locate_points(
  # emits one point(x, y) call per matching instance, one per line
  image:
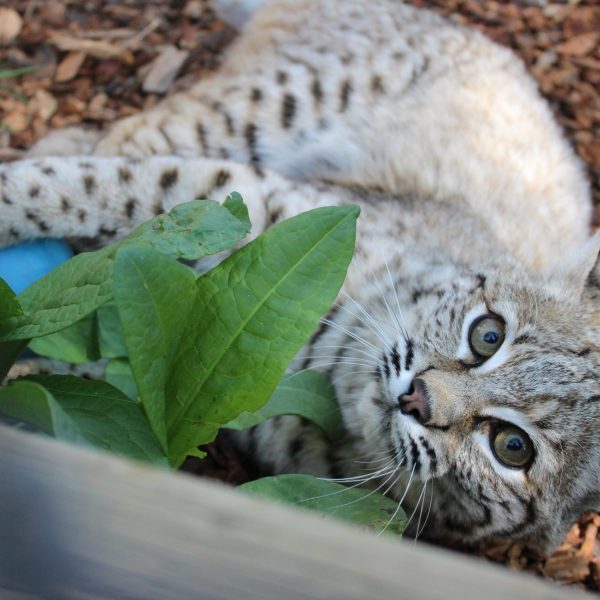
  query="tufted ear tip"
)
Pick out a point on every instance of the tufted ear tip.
point(580, 268)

WORK TASK -
The whole of the data above needs retyping exactly, with pictures omitted.

RESPONSE -
locate_points(
  # emits one point(x, y) call per matching instance, one per line
  image:
  query="tufted ear tip"
)
Pick out a point on every instance of the tufted ear tip.
point(580, 268)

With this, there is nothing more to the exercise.